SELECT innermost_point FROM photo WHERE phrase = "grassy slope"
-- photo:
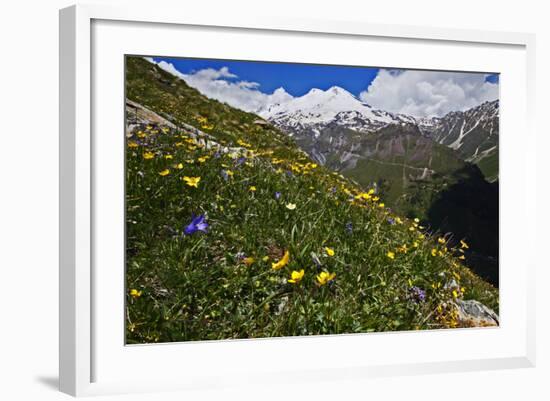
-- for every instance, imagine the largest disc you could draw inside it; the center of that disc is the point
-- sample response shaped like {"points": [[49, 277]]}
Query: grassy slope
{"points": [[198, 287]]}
* * *
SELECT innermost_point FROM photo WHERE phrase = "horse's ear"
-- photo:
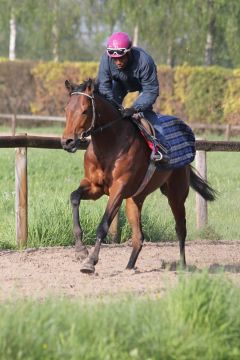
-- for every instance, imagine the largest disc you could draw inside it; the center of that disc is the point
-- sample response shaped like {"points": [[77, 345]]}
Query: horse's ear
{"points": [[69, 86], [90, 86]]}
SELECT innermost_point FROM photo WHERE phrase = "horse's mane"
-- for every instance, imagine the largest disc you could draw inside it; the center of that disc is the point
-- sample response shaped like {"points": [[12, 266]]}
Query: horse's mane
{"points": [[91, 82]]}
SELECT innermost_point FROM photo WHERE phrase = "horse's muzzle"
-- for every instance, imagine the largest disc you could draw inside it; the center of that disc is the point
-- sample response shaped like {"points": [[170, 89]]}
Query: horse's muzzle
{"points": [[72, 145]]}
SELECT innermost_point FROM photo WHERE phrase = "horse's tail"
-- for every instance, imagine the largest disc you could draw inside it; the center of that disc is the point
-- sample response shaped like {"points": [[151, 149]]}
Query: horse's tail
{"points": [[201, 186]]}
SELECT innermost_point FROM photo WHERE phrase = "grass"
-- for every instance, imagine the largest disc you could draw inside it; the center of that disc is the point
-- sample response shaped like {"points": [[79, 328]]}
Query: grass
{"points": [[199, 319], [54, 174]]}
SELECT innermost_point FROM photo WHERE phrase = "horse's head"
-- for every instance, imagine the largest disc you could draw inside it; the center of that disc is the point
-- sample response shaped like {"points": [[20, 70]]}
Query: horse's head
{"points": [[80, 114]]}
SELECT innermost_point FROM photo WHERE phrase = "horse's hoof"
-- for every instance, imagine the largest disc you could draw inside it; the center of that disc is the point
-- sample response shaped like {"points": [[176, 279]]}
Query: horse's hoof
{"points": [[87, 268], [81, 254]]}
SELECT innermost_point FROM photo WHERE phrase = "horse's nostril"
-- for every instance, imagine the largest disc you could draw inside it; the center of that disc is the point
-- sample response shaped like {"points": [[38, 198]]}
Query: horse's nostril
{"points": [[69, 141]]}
* * *
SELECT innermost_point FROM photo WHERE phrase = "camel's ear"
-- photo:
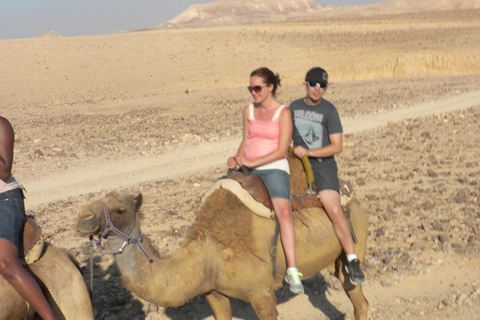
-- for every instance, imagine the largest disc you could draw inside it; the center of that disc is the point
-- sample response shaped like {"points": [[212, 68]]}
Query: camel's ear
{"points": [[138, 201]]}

### What to work on
Reply with one number, the count of lines in the data that contain "shaped".

### Written answer
10